(Document):
Face à une inflation record, la Banque centrale européenne (BCE) a acté jeudi l'arrêt de son soutien monétaire à l'économie, mettant fin à des années d'achats nets d'actifs et planifiant pour fin juillet la première hausse, en plus de dix ans, de ses taux directeurs. Annoncées à l'issue d'une réunion du conseil des gouverneurs, délocalisée à Amsterdam, ces décisions, largement attendues, marquent une sortie de l'ère de l'argent pas cher et abondant.
Une série de hausses des taux suivra dans "les prochains mois"
Derniers à agir parmi les grandes banques centrales, les gardiens de l'euro prévoient de "relever les taux directeurs de 25 points de base" lors de leur prochaine réunion le 21 juillet, avant "une autre hausse en septembre". "Un pas dans la bonne direction, mais qui vient trop tard", a réagi Clemens Fuest, président de l'institut IFO, au diapason d'autres observateurs critiquant la réaction timide de l'institution.

(Données fournies):
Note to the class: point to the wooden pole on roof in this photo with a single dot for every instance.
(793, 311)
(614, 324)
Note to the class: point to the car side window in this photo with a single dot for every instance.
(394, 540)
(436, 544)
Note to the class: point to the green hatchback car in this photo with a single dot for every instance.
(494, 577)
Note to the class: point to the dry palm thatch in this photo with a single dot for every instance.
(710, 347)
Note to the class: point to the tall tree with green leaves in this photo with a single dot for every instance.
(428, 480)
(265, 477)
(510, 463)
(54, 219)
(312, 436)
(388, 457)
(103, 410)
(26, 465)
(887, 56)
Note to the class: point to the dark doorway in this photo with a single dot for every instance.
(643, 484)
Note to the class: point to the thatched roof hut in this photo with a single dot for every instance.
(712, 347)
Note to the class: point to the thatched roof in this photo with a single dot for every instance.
* * *
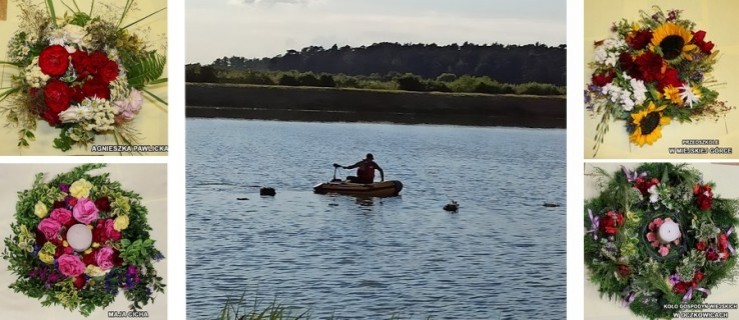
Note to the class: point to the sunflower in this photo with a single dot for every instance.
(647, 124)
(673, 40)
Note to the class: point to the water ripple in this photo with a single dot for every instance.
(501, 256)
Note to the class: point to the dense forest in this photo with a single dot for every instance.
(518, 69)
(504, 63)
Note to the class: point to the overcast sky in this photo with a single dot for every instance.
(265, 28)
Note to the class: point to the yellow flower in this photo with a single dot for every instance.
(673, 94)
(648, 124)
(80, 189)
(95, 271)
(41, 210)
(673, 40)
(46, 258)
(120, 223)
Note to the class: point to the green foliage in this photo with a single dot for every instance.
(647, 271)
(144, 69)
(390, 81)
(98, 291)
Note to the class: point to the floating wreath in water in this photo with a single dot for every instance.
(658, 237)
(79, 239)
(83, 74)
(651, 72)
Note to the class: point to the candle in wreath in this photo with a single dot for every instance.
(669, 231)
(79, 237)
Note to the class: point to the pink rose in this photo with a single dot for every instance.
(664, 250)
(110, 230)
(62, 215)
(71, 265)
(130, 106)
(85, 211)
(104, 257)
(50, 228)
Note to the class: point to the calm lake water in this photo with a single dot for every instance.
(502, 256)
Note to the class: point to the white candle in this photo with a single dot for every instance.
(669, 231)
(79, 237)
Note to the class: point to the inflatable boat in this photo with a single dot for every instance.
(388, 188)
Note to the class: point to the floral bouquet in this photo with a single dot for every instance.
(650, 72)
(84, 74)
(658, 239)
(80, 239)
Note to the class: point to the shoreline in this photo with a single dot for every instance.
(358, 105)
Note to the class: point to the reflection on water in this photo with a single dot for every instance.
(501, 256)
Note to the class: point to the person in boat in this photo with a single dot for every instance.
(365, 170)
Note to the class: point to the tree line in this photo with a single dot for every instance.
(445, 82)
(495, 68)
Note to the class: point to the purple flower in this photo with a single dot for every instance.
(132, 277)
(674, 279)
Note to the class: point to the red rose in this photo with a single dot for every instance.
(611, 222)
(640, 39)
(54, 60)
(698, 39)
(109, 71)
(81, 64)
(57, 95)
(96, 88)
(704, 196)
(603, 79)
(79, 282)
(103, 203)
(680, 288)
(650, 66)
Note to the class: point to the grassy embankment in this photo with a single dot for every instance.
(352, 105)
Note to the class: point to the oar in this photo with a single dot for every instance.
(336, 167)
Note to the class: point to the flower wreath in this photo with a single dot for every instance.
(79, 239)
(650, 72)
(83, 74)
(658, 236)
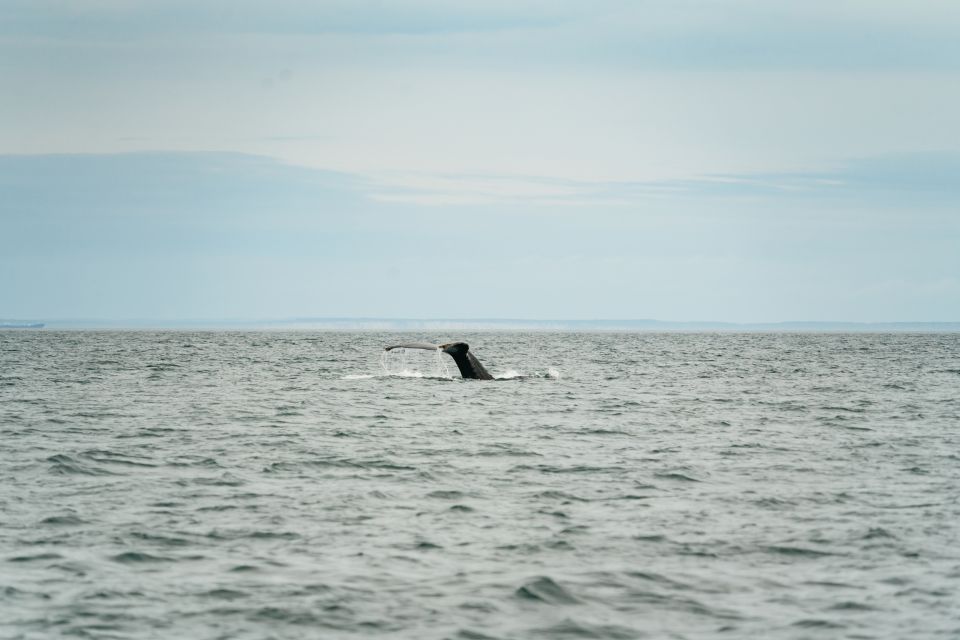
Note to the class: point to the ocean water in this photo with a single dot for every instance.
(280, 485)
* * *
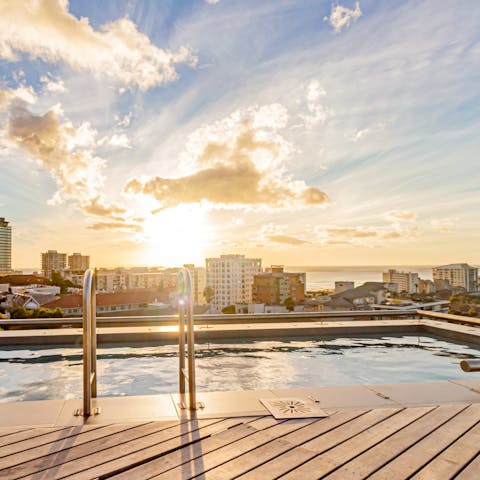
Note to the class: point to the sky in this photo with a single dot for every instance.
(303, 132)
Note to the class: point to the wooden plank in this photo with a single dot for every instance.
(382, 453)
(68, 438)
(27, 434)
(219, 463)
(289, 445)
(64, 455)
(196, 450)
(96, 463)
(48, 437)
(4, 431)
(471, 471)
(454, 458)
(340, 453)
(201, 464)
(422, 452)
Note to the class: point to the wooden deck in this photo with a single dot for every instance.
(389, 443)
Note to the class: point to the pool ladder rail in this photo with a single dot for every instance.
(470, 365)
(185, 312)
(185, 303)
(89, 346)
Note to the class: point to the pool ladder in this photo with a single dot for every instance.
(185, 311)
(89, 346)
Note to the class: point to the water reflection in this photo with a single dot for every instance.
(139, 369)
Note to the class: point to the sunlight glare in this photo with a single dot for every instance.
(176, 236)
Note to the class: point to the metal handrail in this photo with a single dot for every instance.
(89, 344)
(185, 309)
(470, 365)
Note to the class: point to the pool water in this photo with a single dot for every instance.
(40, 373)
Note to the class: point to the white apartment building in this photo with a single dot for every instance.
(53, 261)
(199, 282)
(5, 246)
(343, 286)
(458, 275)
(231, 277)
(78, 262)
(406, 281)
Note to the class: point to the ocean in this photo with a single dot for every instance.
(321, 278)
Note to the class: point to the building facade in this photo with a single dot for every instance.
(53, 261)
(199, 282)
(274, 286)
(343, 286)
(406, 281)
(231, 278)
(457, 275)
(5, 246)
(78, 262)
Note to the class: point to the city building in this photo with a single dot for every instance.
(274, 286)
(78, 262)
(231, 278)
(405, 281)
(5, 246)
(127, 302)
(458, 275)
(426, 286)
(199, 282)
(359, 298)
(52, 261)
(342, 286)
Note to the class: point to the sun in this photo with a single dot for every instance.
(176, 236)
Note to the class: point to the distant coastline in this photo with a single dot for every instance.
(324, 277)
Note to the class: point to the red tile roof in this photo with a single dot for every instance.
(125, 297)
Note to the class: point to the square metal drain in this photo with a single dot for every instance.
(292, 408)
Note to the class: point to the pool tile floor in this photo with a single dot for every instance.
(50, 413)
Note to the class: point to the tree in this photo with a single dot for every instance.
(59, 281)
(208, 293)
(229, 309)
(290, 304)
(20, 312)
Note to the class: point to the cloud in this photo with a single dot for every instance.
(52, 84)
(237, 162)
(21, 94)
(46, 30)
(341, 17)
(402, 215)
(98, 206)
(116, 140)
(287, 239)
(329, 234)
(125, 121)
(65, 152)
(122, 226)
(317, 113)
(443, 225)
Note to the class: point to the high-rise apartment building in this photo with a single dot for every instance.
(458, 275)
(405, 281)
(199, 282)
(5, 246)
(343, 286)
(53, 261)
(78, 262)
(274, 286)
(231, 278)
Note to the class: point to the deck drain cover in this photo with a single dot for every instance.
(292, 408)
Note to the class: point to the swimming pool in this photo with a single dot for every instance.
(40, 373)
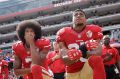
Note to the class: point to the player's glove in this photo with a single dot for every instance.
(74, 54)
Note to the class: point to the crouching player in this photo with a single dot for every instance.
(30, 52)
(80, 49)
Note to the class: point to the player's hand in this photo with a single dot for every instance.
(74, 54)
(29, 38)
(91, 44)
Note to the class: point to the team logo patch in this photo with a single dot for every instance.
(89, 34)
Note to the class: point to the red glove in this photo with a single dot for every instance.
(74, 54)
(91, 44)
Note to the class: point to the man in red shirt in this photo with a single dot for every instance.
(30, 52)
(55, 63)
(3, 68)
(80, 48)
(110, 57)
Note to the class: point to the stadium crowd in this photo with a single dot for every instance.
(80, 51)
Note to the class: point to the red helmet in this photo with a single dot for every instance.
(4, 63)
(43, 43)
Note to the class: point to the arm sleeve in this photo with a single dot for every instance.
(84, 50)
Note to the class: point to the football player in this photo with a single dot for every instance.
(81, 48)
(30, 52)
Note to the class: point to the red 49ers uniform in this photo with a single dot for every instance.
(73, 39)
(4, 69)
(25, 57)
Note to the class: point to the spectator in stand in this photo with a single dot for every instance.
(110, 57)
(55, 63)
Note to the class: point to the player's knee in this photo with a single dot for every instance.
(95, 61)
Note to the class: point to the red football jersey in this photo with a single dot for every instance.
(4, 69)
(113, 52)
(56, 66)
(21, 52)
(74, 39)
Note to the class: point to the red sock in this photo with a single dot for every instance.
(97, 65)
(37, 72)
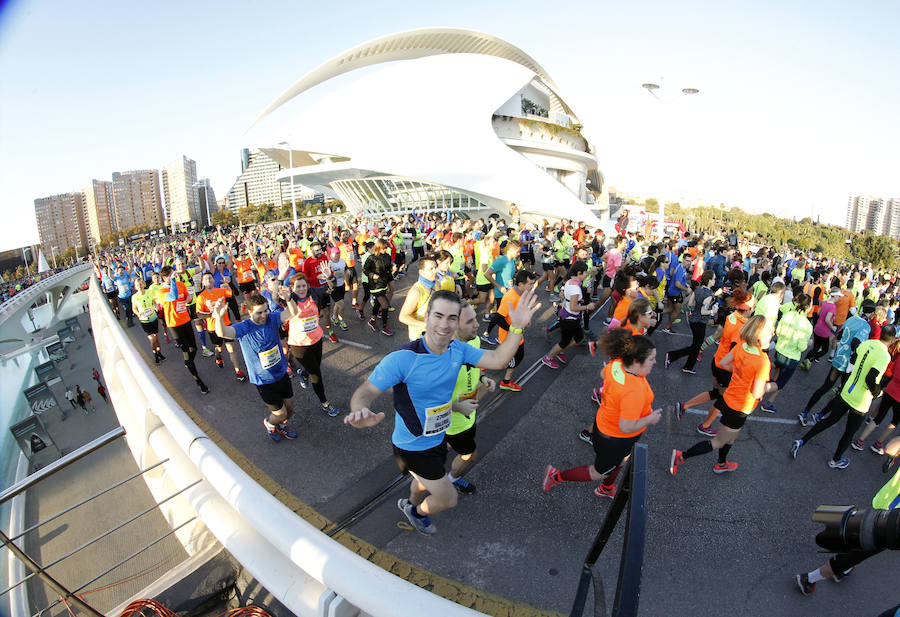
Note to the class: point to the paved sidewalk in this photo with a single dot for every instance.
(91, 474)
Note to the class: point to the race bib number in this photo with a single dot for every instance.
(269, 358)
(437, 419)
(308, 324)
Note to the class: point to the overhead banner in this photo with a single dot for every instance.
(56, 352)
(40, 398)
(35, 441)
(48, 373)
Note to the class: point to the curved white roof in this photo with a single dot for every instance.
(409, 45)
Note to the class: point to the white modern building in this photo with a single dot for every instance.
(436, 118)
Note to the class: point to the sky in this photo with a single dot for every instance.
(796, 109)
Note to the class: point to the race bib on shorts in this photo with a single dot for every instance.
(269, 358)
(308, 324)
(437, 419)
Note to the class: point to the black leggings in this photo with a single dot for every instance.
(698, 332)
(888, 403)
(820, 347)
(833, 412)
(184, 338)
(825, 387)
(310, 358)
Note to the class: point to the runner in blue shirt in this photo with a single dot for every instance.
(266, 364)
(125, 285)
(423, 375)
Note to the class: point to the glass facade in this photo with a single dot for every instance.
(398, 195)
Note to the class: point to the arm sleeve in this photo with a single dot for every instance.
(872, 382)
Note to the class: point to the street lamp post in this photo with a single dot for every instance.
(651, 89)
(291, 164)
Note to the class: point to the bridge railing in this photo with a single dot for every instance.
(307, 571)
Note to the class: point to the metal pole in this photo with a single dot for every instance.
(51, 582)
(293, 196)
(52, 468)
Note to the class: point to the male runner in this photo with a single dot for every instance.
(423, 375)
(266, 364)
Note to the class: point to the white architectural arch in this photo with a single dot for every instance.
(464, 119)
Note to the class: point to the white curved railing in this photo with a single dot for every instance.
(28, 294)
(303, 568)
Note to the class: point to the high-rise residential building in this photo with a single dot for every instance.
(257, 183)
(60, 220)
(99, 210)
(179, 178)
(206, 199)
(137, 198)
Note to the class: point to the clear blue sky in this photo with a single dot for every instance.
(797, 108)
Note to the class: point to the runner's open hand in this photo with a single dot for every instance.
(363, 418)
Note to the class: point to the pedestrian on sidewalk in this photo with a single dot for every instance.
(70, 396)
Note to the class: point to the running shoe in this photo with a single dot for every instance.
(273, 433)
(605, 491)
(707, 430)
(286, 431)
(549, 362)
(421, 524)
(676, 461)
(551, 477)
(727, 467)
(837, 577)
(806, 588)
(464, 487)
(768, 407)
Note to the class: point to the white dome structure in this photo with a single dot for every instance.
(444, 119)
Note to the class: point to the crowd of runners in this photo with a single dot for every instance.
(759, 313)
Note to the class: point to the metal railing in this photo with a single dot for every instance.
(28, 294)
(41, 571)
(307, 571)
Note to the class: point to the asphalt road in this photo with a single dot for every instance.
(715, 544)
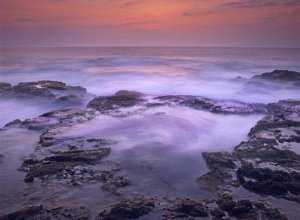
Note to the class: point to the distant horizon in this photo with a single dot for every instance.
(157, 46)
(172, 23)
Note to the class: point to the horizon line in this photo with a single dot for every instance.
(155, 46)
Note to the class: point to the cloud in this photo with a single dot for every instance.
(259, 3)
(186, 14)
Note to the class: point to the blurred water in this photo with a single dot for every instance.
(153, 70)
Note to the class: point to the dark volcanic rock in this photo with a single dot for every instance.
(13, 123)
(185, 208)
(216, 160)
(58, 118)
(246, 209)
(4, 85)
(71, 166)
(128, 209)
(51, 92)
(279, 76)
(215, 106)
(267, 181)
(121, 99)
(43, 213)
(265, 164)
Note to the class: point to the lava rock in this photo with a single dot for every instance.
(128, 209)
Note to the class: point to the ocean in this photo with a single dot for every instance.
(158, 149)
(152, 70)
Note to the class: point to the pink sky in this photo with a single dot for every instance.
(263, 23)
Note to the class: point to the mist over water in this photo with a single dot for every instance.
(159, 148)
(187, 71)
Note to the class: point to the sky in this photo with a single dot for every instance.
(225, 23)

(Actions à mener):
(A) Dans l'article sur la BCE, recopiez le passage qui commence par "Derniers à agir" et s'achève après "timide de l'institution.", en substituant "octobre" à "septembre".
(B) D'après l'article sur la BCE, dans quelle ville la réunion du conseil des gouverneurs a-t-elle été délocalisée ?

(Réponses attendues):
(A)
Derniers à agir parmi les grandes banques centrales, les gardiens de l'euro prévoient de "relever les taux directeurs de 25 points de base" lors de leur prochaine réunion le 21 juillet, avant "une autre hausse en octobre". "Un pas dans la bonne direction, mais qui vient trop tard", a réagi Clemens Fuest, président de l'institut IFO, au diapason d'autres observateurs critiquant la réaction timide de l'institution.

(B) À Amsterdam.